**Quoted passage:**
***

Feminist Data as Resistance: Algorithmic Bias and Bodily Autonomy in Contemporary Media Art

Authors

  • Ana Marinković Faculty of Media and Communications Belgrade, Serbia

DOI:

https://doi.org/10.25038/am.v0i28.639

Keywords:

feminist resistance; anti-gender movements; media art; algorithmic bias; bodily autonomy; transnational solidarity.

Abstract

This paper analyzes the intersection of feminist resistance and anti-gender movements within contemporary media art, with a specific focus on algorithmic bias and bodily autonomy. Through case studies and discourse analysis of three artworks, the paper highlights how the right-wing actors exploit technology to dismantle bodily autonomy through tools such as surveillance, reproductive monitoring and the digital weaponization of meme culture.  The analysis addresses three core research questions: How do anti-gender actors exploit digital technologies to enforce oppressive gender norms? In what ways can feminist artworks function as counter-systems to algorithmic bias? What strategies enable effective transnational feminist resistance in digital spaces? Methodologically speaking, our study employs visual discourse analysis of three case studies: Caroline Sinders’ Feminist Data Set (algorithmic resistance), Mary Maggic’s Open Source Estrogen (biopolitical hacking), and @the.hormone.monster's meme activism (cultural subversion). Through these cases, the analysis reveals how feminist artists appropriate surveillance tools, medical technologies, and viral media to both expose systemic harms and prototype liberatory alternatives. The primary contribution lies in theorizing feminist media art as a dual-action resistance, simultaneously deconstructing oppressive technologies while building emancipatory infrastructures. The findings demonstrate that such artistic interventions offer concrete pathways to reclaim bodily autonomy from anti-gender techno-politics. The future of bodily autonomy lies in treating data as a tool for collective liberation, demonstrating how feminist media art can fuel large-scale resistance to anti-gender technologies.

***

**Provided records:**

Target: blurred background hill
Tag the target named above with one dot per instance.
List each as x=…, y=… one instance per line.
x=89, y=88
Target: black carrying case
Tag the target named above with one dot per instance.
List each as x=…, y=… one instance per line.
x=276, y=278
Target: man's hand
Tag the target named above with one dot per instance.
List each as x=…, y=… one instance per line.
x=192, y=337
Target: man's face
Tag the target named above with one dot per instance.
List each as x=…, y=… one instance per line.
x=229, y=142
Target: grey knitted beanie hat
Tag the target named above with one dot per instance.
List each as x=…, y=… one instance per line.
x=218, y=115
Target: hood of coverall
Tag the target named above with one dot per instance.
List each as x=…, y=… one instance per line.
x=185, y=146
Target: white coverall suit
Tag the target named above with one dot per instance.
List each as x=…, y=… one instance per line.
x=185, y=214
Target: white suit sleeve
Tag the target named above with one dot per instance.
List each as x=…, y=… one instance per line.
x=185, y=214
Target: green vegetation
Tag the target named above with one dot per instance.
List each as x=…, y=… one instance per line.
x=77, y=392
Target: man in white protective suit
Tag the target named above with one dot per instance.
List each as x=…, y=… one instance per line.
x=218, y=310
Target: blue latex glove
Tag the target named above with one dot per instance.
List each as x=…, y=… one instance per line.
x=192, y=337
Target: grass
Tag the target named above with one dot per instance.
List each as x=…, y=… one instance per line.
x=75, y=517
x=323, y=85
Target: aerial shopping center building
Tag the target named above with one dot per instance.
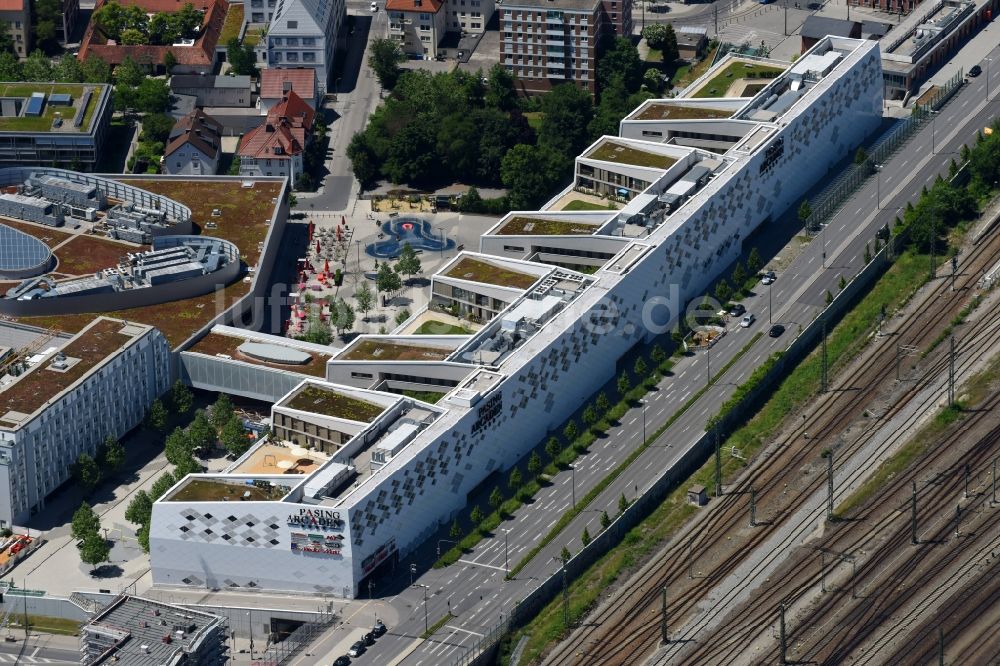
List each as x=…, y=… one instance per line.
x=356, y=474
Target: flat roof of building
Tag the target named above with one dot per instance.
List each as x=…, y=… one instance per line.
x=136, y=627
x=488, y=272
x=329, y=402
x=86, y=351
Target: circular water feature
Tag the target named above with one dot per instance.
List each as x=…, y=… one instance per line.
x=418, y=233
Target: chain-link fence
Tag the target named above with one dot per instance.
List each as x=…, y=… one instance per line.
x=829, y=200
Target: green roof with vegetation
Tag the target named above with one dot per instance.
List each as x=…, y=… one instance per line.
x=719, y=84
x=323, y=401
x=534, y=226
x=383, y=350
x=678, y=112
x=43, y=123
x=612, y=151
x=489, y=273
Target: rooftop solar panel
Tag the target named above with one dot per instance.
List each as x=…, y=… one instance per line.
x=35, y=104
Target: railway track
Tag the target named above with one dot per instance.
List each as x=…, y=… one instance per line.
x=599, y=640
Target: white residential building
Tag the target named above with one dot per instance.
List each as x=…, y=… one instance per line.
x=304, y=33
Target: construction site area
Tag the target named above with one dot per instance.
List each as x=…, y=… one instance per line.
x=866, y=532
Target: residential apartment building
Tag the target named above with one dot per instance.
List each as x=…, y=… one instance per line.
x=194, y=146
x=77, y=134
x=16, y=14
x=304, y=33
x=67, y=400
x=418, y=25
x=277, y=147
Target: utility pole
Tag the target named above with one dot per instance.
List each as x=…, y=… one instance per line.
x=663, y=618
x=823, y=381
x=718, y=465
x=781, y=635
x=951, y=374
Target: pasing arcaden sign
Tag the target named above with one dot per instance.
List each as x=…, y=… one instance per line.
x=316, y=519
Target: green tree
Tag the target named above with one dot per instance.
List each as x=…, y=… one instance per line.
x=624, y=384
x=222, y=412
x=515, y=480
x=85, y=521
x=553, y=448
x=94, y=549
x=496, y=499
x=364, y=298
x=96, y=70
x=10, y=67
x=570, y=432
x=241, y=57
x=68, y=69
x=408, y=263
x=661, y=36
x=387, y=280
x=341, y=316
x=152, y=96
x=754, y=262
x=156, y=417
x=37, y=67
x=177, y=446
x=181, y=398
x=87, y=472
x=140, y=509
x=534, y=464
x=201, y=432
x=805, y=211
x=112, y=454
x=234, y=437
x=384, y=57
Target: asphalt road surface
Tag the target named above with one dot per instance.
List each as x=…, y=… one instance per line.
x=474, y=591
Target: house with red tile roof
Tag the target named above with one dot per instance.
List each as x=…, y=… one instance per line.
x=418, y=25
x=277, y=147
x=275, y=82
x=192, y=56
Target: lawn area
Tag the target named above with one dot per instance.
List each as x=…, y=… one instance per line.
x=85, y=255
x=580, y=204
x=234, y=21
x=440, y=328
x=534, y=119
x=611, y=151
x=718, y=85
x=43, y=123
x=45, y=624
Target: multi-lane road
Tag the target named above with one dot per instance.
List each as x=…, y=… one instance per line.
x=474, y=590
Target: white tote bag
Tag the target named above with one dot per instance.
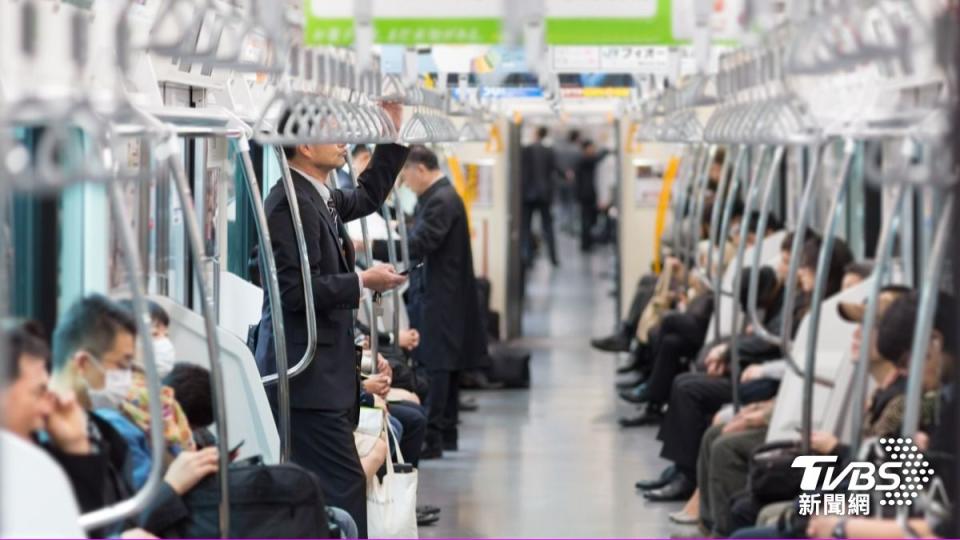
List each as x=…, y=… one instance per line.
x=392, y=502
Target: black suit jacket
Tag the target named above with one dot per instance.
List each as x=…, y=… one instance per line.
x=539, y=166
x=445, y=306
x=330, y=382
x=587, y=176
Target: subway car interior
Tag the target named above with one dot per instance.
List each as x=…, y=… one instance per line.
x=484, y=268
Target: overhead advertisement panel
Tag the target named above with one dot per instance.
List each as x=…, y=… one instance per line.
x=638, y=22
x=407, y=22
x=609, y=22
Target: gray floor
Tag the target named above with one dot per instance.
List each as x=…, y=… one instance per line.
x=551, y=461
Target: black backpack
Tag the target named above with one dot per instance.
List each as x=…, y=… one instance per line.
x=266, y=501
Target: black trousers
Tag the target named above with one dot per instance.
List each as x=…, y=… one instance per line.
x=322, y=442
x=544, y=209
x=414, y=420
x=641, y=297
x=694, y=399
x=443, y=405
x=680, y=336
x=588, y=218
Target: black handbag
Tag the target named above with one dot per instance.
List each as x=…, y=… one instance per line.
x=771, y=477
x=510, y=366
x=266, y=501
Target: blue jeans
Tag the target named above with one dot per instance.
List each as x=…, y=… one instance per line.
x=348, y=527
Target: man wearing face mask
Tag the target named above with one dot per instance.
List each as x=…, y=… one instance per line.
x=94, y=347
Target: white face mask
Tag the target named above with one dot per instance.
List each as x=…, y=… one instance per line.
x=164, y=354
x=117, y=383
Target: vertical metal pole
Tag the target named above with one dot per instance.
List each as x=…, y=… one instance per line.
x=883, y=257
x=373, y=310
x=819, y=290
x=736, y=329
x=195, y=241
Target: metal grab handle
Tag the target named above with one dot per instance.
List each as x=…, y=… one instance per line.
x=149, y=491
x=703, y=181
x=715, y=214
x=392, y=255
x=759, y=329
x=195, y=244
x=819, y=291
x=884, y=255
x=372, y=313
x=926, y=312
x=718, y=291
x=402, y=229
x=738, y=279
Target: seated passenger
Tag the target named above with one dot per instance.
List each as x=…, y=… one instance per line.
x=93, y=357
x=726, y=448
x=893, y=340
x=695, y=397
x=682, y=335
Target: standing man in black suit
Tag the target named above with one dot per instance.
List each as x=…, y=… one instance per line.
x=445, y=304
x=539, y=173
x=587, y=192
x=323, y=399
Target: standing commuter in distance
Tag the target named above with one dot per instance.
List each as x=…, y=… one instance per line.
x=445, y=303
x=323, y=399
x=540, y=173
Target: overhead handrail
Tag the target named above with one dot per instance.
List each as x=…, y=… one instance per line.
x=700, y=187
x=60, y=114
x=264, y=21
x=819, y=290
x=736, y=329
x=732, y=196
x=760, y=330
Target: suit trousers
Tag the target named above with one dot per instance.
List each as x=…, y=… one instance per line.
x=414, y=421
x=588, y=218
x=443, y=404
x=322, y=442
x=680, y=336
x=544, y=208
x=694, y=399
x=722, y=472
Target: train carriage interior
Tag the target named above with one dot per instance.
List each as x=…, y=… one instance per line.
x=479, y=269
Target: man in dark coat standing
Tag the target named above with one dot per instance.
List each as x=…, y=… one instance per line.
x=587, y=192
x=539, y=173
x=323, y=398
x=445, y=304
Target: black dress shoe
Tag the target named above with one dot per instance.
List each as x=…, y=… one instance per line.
x=427, y=509
x=650, y=416
x=630, y=382
x=679, y=489
x=468, y=404
x=665, y=477
x=637, y=394
x=614, y=343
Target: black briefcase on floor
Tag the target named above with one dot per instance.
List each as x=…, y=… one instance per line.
x=266, y=501
x=510, y=366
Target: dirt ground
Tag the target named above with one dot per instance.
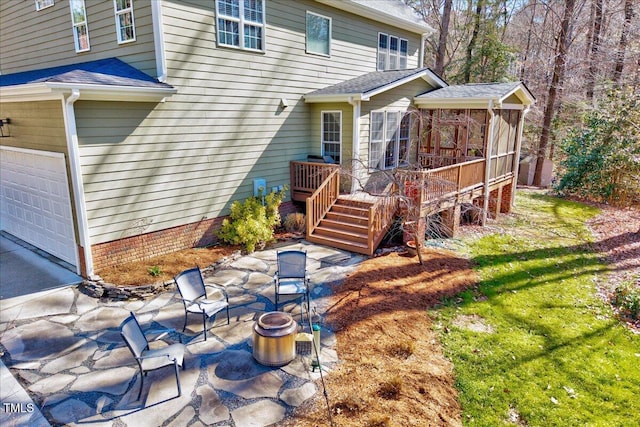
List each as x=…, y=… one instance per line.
x=392, y=370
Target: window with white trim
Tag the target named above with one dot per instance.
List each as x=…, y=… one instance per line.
x=389, y=139
x=332, y=134
x=318, y=34
x=80, y=27
x=43, y=4
x=392, y=52
x=125, y=25
x=241, y=23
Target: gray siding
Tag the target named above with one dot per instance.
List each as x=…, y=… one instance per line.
x=31, y=39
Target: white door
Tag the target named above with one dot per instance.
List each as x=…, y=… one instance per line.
x=34, y=201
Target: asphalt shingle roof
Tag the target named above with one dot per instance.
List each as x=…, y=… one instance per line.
x=106, y=72
x=368, y=82
x=472, y=90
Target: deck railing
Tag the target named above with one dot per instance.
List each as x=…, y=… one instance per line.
x=306, y=178
x=435, y=184
x=319, y=203
x=381, y=214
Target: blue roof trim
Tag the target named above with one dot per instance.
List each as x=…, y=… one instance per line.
x=103, y=72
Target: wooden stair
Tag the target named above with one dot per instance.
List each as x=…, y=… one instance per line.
x=345, y=226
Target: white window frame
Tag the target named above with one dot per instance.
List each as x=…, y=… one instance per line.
x=378, y=145
x=77, y=25
x=242, y=23
x=329, y=35
x=392, y=59
x=43, y=4
x=323, y=141
x=118, y=13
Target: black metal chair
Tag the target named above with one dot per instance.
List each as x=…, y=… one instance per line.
x=150, y=359
x=292, y=278
x=194, y=297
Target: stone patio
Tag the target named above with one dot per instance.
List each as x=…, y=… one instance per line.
x=66, y=351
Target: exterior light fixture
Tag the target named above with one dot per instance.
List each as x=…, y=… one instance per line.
x=3, y=123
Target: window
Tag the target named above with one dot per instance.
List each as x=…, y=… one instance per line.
x=241, y=23
x=389, y=140
x=392, y=52
x=80, y=28
x=318, y=34
x=125, y=26
x=332, y=134
x=43, y=4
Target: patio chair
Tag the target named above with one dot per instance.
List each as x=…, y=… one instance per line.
x=150, y=359
x=292, y=278
x=194, y=297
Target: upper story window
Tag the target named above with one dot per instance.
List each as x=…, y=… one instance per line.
x=125, y=26
x=318, y=34
x=241, y=23
x=43, y=4
x=80, y=28
x=392, y=52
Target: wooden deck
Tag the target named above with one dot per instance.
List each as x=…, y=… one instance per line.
x=359, y=222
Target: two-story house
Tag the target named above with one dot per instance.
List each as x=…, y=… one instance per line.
x=130, y=126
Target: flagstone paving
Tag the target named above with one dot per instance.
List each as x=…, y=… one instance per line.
x=66, y=351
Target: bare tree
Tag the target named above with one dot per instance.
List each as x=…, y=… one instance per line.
x=622, y=45
x=442, y=39
x=555, y=89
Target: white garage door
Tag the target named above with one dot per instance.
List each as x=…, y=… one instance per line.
x=34, y=202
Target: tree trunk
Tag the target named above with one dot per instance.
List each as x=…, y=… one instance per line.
x=442, y=40
x=622, y=45
x=528, y=47
x=555, y=89
x=472, y=43
x=595, y=45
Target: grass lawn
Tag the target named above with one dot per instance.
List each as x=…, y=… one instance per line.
x=549, y=352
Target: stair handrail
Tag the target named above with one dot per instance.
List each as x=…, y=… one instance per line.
x=321, y=201
x=381, y=214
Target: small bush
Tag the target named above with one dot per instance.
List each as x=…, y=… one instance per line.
x=627, y=298
x=252, y=223
x=295, y=223
x=401, y=350
x=155, y=271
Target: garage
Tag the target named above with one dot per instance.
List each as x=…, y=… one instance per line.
x=35, y=205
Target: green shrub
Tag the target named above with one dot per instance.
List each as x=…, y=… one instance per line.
x=295, y=223
x=251, y=223
x=627, y=298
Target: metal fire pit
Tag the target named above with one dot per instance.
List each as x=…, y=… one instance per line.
x=274, y=339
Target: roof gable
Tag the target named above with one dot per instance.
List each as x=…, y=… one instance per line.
x=477, y=95
x=371, y=84
x=104, y=79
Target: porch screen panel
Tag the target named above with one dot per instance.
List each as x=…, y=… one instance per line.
x=376, y=139
x=390, y=152
x=404, y=140
x=332, y=134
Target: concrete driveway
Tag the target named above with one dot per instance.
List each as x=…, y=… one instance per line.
x=25, y=270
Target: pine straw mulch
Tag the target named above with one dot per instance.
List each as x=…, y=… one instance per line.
x=392, y=371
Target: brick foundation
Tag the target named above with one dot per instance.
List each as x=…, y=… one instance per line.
x=148, y=245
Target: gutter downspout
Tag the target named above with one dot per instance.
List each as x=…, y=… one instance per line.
x=423, y=40
x=487, y=167
x=76, y=179
x=516, y=167
x=158, y=40
x=355, y=143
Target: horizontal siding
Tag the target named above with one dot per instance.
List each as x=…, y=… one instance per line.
x=49, y=39
x=148, y=167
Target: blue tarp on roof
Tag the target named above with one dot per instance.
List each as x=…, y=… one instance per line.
x=105, y=72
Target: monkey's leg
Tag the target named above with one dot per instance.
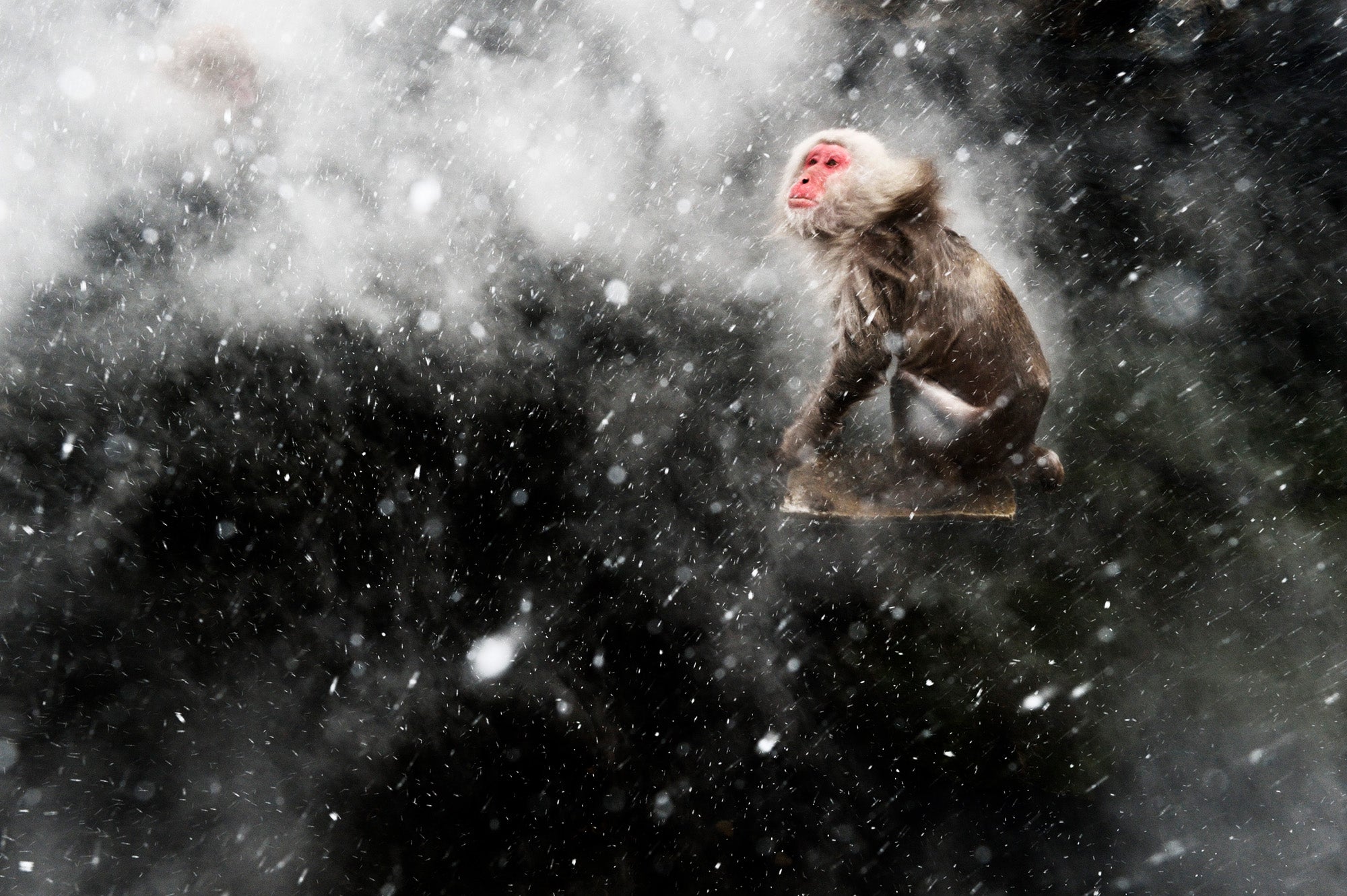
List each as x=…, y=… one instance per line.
x=941, y=432
x=855, y=372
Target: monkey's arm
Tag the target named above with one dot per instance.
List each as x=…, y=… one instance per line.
x=855, y=372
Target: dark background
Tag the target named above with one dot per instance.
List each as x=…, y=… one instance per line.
x=273, y=514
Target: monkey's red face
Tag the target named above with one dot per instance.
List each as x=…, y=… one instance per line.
x=821, y=163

***

**Task list:**
1. List every keyword given for the paper on feminist data and algorithmic bias.
2. Based on the paper on feminist data and algorithmic bias, decide whether each statement is true: (a) The study analyzes four artworks. (b) Mary Maggic's Open Source Estrogen is classed as biopolitical hacking. (c) The author works at a faculty in Zagreb. Answer yes or no for each, quoting the words from the paper that decide it.
3. Continue the paper on feminist data and algorithmic bias, starting after the last sentence of its abstract.

**Per-task outputs:**
1. feminist resistance; anti-gender movements; media art; algorithmic bias; bodily autonomy; transnational solidarity.

2.
(a) No: "discourse analysis of three artworks"
(b) Yes: "Mary Maggic’s Open Source Estrogen (biopolitical hacking)"
(c) No: "Faculty of Media and Communications Belgrade, Serbia"

3.
Author Biography

Ana Marinković, Faculty of Media and Communications Belgrade, Serbia

Ana Marinković (1997; Belgrade, Serbia) is a multidisciplinary artist and researcher whose work combines conceptual inquiry with personal narrative to examine how identity and technology are negotiated within contemporary art and its institutions. Her practice spans installation, drawing, and video, often blurring the boundaries between critique and immersion. Currently, her theoretical and artistic research focuses on bodily autonomy, identity, feminism and social structures and hierarchies that shape contemporary art. Alongside her artistic practice, she engages in art criticism and cultural writing. Ana holds a BFA and an MA in Sculpture from the Faculty of Fine Arts in Belgrade and is pursuing a PhD in Transdisciplinary Studies of Art and Media Theory at the Faculty of Media and Communications. She is also an Affiliate Scholar at The New Centre for Research and Practice and an art journalist for Radar, a Serbian political weekly paper.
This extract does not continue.